----- TASK DATA
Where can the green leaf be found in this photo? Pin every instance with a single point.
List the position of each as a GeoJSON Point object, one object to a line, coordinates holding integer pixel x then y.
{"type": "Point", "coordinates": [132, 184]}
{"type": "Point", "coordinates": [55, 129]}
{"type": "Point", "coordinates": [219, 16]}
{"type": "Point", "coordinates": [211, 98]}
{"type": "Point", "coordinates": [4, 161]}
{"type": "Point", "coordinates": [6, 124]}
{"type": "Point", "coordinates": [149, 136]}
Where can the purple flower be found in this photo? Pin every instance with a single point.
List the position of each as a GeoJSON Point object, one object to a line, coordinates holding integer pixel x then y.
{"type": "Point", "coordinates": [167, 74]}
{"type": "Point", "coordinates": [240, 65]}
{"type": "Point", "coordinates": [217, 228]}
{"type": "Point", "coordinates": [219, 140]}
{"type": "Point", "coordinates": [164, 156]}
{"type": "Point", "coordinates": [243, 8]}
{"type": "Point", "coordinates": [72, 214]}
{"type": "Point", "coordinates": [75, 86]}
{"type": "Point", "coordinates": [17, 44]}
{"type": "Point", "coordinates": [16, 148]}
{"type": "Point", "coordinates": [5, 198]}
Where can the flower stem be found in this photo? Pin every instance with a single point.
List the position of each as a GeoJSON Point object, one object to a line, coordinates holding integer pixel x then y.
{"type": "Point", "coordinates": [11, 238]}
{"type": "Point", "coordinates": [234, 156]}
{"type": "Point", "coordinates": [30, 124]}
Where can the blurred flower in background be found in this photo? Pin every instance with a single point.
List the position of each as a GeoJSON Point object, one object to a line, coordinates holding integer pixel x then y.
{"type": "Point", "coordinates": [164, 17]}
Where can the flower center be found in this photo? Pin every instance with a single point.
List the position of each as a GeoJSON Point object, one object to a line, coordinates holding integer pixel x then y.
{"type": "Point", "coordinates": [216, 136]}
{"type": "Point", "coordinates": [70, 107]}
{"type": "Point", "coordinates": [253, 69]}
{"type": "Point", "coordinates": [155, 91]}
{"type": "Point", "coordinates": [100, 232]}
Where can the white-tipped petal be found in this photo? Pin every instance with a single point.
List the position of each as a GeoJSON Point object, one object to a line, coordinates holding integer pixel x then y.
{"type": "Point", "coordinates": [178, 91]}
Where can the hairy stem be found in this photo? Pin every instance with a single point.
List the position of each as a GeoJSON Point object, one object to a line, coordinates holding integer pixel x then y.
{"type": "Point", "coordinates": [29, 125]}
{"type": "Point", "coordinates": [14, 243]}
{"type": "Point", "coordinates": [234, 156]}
----------
Make an exact copy of the material above.

Where can the green leaf be found in this photo? Pin every instance with a single point.
List the position of each as a GeoJSON Point object, one object to a line, coordinates holding integer pixel x then y.
{"type": "Point", "coordinates": [132, 184]}
{"type": "Point", "coordinates": [55, 129]}
{"type": "Point", "coordinates": [219, 16]}
{"type": "Point", "coordinates": [211, 98]}
{"type": "Point", "coordinates": [4, 161]}
{"type": "Point", "coordinates": [6, 124]}
{"type": "Point", "coordinates": [149, 136]}
Where can the purple flower be found in this photo? Pin every instance with a single point.
List the position of each as a GeoJSON Point object, one object to a line, coordinates holding integer pixel x then y.
{"type": "Point", "coordinates": [167, 74]}
{"type": "Point", "coordinates": [240, 65]}
{"type": "Point", "coordinates": [217, 228]}
{"type": "Point", "coordinates": [219, 140]}
{"type": "Point", "coordinates": [164, 156]}
{"type": "Point", "coordinates": [243, 8]}
{"type": "Point", "coordinates": [72, 214]}
{"type": "Point", "coordinates": [75, 86]}
{"type": "Point", "coordinates": [17, 44]}
{"type": "Point", "coordinates": [16, 148]}
{"type": "Point", "coordinates": [5, 198]}
Where can the flower stem be found in this photo? Pin every instance with a single point.
List the position of each as a GeoJSON Point object, one object to a line, coordinates holding integer pixel x then y.
{"type": "Point", "coordinates": [11, 238]}
{"type": "Point", "coordinates": [234, 156]}
{"type": "Point", "coordinates": [30, 124]}
Where can the blurred flower in background be found in this photo? Pin every instance with a single point.
List the position of each as a GeoJSON Point object, one object to a line, coordinates holding integer pixel x then y.
{"type": "Point", "coordinates": [164, 17]}
Where can the flower center be found in this photo? Pin every instance with a single point.
List the position of each as a GeoJSON Point object, one object to a line, coordinates holding integer pixel x then y.
{"type": "Point", "coordinates": [216, 136]}
{"type": "Point", "coordinates": [70, 107]}
{"type": "Point", "coordinates": [253, 69]}
{"type": "Point", "coordinates": [155, 91]}
{"type": "Point", "coordinates": [100, 232]}
Where can the white-tipped petal be found in this photo? Pin every instance with a single point.
List the position of each as a GeoJSON Point object, one object to a line, coordinates holding integer pixel x then y.
{"type": "Point", "coordinates": [178, 91]}
Where can the hairy stem be found in this photo? Pin every instance with a single point.
List the position of each as a GeoJSON Point object, one object to a line, coordinates holding integer pixel x then y.
{"type": "Point", "coordinates": [29, 125]}
{"type": "Point", "coordinates": [14, 243]}
{"type": "Point", "coordinates": [234, 156]}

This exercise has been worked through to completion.